## Begin Material for the task

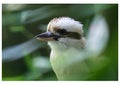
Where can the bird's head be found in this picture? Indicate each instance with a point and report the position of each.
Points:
(64, 31)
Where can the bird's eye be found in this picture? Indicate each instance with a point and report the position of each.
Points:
(62, 31)
(74, 35)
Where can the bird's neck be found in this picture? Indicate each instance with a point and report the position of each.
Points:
(57, 46)
(60, 50)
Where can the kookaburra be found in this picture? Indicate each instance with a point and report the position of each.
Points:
(66, 38)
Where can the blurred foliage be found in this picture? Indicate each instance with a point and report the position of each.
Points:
(25, 58)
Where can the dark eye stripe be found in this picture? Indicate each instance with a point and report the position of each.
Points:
(62, 31)
(73, 35)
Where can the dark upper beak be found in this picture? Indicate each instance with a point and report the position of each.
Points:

## End Material for the task

▶ _Problem description_:
Reproduce the material above verbatim, leaving out the pictures.

▶ _Exercise answer_:
Where can the bird's head be found in this picture? Indicate each instance with a point and report the position of each.
Points:
(64, 31)
Where can the bird's eye be found in this picture? Indicate each instance with a point and report the position of each.
Points:
(62, 31)
(74, 35)
Where can the bird's neck be found in this picture? Indicate each instance with a point and report the position of each.
Points:
(57, 46)
(60, 50)
Where can the kookaburra be found in this picture? Indicate each instance with a point and report the position of each.
Points:
(66, 38)
Where can the blurred foliage be found in this picture? Indicate each instance with a point and report the position of each.
Points:
(25, 58)
Where can the dark eye stripe be found in this picture? Indicate each instance with a point and report the position of each.
Points:
(62, 31)
(73, 35)
Where can the dark upper beak be found in this picture? Indicate each instance with a point and report the position of each.
Points:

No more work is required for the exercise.